**Instructions for the task:**
Reproduce the material exactly, omitting nothing.

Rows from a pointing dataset
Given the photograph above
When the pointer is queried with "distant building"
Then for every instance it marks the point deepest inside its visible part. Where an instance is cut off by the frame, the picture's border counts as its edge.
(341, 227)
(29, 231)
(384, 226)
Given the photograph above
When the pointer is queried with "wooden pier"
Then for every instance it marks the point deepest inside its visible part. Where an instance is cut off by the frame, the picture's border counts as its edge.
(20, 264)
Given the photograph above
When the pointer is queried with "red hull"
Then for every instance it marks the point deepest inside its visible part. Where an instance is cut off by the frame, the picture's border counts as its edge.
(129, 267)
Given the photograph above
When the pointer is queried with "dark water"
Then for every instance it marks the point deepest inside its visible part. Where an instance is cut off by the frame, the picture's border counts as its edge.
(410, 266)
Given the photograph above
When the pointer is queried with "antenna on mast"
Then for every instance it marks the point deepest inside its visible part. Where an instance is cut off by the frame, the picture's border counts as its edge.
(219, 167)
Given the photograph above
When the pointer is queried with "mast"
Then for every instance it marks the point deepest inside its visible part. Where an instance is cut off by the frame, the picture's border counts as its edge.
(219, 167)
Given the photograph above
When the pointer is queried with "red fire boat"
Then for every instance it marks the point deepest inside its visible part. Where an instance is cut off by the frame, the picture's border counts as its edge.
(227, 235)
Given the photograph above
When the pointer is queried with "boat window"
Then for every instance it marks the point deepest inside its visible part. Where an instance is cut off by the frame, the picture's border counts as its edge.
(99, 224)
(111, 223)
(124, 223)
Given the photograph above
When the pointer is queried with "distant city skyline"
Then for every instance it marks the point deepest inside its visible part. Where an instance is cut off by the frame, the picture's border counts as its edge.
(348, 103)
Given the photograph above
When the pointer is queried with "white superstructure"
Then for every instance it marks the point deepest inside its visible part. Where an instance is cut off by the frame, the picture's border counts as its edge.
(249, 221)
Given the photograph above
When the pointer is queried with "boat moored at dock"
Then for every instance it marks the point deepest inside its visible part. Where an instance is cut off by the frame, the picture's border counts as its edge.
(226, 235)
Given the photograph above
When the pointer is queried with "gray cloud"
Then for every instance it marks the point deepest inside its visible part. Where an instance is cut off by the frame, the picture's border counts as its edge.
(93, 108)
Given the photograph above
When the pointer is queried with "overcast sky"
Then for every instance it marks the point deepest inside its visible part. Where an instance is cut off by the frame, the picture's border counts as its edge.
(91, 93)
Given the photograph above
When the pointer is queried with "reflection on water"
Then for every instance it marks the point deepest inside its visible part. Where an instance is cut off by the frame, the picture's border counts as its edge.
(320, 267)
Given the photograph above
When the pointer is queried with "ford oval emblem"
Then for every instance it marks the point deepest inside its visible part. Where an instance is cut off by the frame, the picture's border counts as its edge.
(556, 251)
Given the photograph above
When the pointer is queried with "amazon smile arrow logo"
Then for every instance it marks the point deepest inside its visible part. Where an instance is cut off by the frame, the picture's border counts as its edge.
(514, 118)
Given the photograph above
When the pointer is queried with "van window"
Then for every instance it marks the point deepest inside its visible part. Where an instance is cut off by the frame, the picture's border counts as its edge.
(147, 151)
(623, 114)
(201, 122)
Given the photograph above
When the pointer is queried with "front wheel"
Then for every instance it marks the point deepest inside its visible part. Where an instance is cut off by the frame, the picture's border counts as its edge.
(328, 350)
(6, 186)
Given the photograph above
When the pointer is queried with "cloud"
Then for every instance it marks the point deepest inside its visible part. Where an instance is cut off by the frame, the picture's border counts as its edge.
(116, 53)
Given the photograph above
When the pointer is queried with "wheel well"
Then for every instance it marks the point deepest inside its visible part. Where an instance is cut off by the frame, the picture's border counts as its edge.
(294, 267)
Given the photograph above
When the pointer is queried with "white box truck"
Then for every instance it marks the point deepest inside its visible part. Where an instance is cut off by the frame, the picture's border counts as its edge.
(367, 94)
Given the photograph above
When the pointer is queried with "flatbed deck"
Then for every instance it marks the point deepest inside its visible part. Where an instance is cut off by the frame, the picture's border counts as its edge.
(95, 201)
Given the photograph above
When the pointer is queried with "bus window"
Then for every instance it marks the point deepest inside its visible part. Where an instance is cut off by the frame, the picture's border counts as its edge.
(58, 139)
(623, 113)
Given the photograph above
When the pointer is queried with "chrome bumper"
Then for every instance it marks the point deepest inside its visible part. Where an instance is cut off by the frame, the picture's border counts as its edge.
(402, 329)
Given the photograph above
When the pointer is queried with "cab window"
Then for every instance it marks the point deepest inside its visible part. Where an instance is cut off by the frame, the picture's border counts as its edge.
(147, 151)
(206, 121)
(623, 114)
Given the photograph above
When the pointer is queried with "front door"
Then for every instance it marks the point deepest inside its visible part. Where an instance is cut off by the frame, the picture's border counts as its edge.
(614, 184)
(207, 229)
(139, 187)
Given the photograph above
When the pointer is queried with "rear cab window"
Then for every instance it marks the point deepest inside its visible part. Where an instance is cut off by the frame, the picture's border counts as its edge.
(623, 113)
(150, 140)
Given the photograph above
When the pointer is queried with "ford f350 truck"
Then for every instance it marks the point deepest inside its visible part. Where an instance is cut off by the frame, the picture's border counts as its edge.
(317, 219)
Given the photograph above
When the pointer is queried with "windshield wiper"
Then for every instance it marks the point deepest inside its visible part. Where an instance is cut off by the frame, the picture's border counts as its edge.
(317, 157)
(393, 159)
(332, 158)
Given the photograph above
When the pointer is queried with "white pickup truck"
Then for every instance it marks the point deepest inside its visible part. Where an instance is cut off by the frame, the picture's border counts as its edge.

**Final result:**
Given the photograph above
When the pointer is queried with "distant building"
Then for every instance it marks the point deepest inside its visible part. Where an instance is cut off by the frame, the picture's border counts as its edge.
(341, 227)
(29, 231)
(384, 226)
Given the photograph above
When the pointer is queried with "wooden pier"
Then for every instance it marks the point deepest inside its visible part. Where an instance is cut off by the frame, the picture's border counts as its edge.
(20, 264)
Given the photograph above
When the pointer is queried with "red hull"
Then for every instance it marks the point deepest inside its visible part. Where an instance is cut off by the frame, the picture's border counts as its edge.
(129, 267)
Given the photograph above
When the pointer is queried with "dark water"
Then for every instance it marks the point deepest inside its visible part. Where an instance is cut off by the frame, the picture's border counts as its edge.
(410, 266)
Given the photograph above
When the pointer is queried with "antenna on mast"
Then for every instance it marks the point deepest inside its visible part. Where an instance is cut off by the frame, the picture's border counts as its edge.
(219, 167)
Given the photograph above
When the pointer is queried with "mast"
Then for every instance it marks the point deepest inside its visible part. Where an instance is cut off by the frame, the picture's border counts as its edge.
(219, 167)
Given the photograph above
When the pointer is queried with "red fire boat"
Then for every instance it marks the point deepest inside its visible part. Where an instance is cut off by the frame, the picture's border counts as its edge.
(227, 235)
Given the photograph above
When the pointer is queried with "boat window"
Then for every instance it marks the point deepest inside its visible part. Where an instance is cut off by the frame, the picture's border counts as its edge.
(99, 224)
(111, 223)
(124, 223)
Given the photograph above
When the pointer is queried with "distant city skyline"
Then for every instance it marks the point deepest inside its visible part. Where an instance is cut off by the frame, the picture's border counts as its edge.
(348, 103)
Given the photograph above
When the pointer is queried with "white superstructure"
Then for every instance it marks the point deepest inside its visible part. Where an instance is cut off by the frame, the picture's border counts as its edge.
(249, 221)
Given the photograph above
When the pointer is queried with "boat moored at dock"
Then for every instance it marks the point deepest inside its visible part. Where an instance is cut off by the frame, the picture's border counts as its edge.
(226, 235)
Given the photograph above
When the pointer is queried with "gray cloud"
Then for every instance it marks the point deepest inside its visible part. Where an instance is cut off by the frame, the picture's border counts as its edge.
(93, 108)
Given the photograph above
When the pointer is queried with "overcast sky"
Then for every instance it marks the point deepest inside its visible part. Where an instance is cut off by the frame, the picture's border counts as its edge.
(91, 93)
Given the photograph above
When the pointer is queried with "reflection on water"
Then for every instance it marks the point deepest inside its visible part. Where an instance is cut off by the frame, the picture's border counts as its edge.
(320, 267)
Given the photograph above
When the pointer is queried with "ford oval emblem"
Then for every instance it marks the point deepest inside its visible part. Where an instance is cut off by the frame, the picture's border counts as its edge.
(556, 251)
Given the photograph above
When the pointer is queried with "amazon smile arrow logo"
Then for every instance it marks the point deepest inside its visible part. Where an instance is cut off by the frame, the picture's border counts as its edge.
(514, 118)
Given the photograph above
When the pointer is queried with "van window"
Then for every instance it marks the point deepest inside its visible part. Where an instance is cut off by the frame, the picture's border counts as its edge.
(147, 151)
(623, 114)
(201, 122)
Given the photograph above
When the pointer is queried with "front wheel"
Then for every instance it marks the point deepest inside its visible part. Where an instance is cut off by the frame, the picture's border counts as its edge.
(328, 350)
(6, 186)
Given the photograph above
When the pointer is queried with "cloud"
Then for every instance it marks the point deepest inside its visible part. Where an instance is cut off by the frame, the picture's border counts as its edge.
(116, 53)
Given the photograph above
When the pointer is queried with "wheel well"
Then for every instance it marks the point deepest inside its visible part. Where an instance is cut off by the frame, the picture's border counts as its edge.
(294, 267)
Given the photograph above
When the pointer is queried with "white box truck"
Then for every instance it marks the point deepest inside its visible part. Where an instance is cut off by the frame, the picture's border counts as its edge.
(367, 94)
Given the photograph above
When the pointer is queried with "flatbed deck"
Then for every instance it marks the point deepest inside its visible part. Where an instance is cut off by the frame, the picture's border counts as its edge.
(95, 201)
Given the photograph above
When the pointer is queried with "bus window"
Then for every instance it marks the point deepest inside its visible part. Where an instance is cut off by the frame, the picture's border counts as its edge.
(58, 139)
(623, 113)
Given the photograph above
When the pointer is queried with "chrome bumper"
Then for every instance it marks the point deepest inside its visible part. Where an instance is cut off by the frame, the picture's border counts as its edge.
(402, 329)
Given the photograph above
When the pointer is queried with "cab window"
Then for every instance it marks the point deepest inside its visible part. Where an instance is cut off by the frame, the picture's border counts as its edge.
(147, 151)
(206, 121)
(623, 114)
Given the photograph above
When the pointer is queried with "front door"
Then for every instance it marks the point deepest inside its visible part. Where an instance is cut off by the frame, the picture's border counts as its edge.
(614, 184)
(207, 229)
(139, 187)
Given the photograph above
When the pointer is queried with "rear cab window"
Then for every instance it marks the point deepest inside its visible part. Where an instance is cut off by the frame, the picture's border counts as its edge.
(623, 113)
(150, 140)
Given the photograph above
When the pointer is queried with "ford f350 truck"
Then for every instance it marks the point deepest inside its visible part. Where an instance is cut off by the frame, the picture's border counts as its edge.
(317, 219)
Given the photograph above
When the pointer is queried with "windshield wiper"
Then for every instance it marks the point deepest inside its visible part. Where an instance is cut off by the frame, the picture's border counts as its edge.
(317, 157)
(393, 159)
(332, 158)
Given the photograph above
When the pointer is queried with "white pickup truck"
Then for every instance it marks the point deepest inside its visible part. Where an instance is cut off by the frame, the picture's border counts as its edge.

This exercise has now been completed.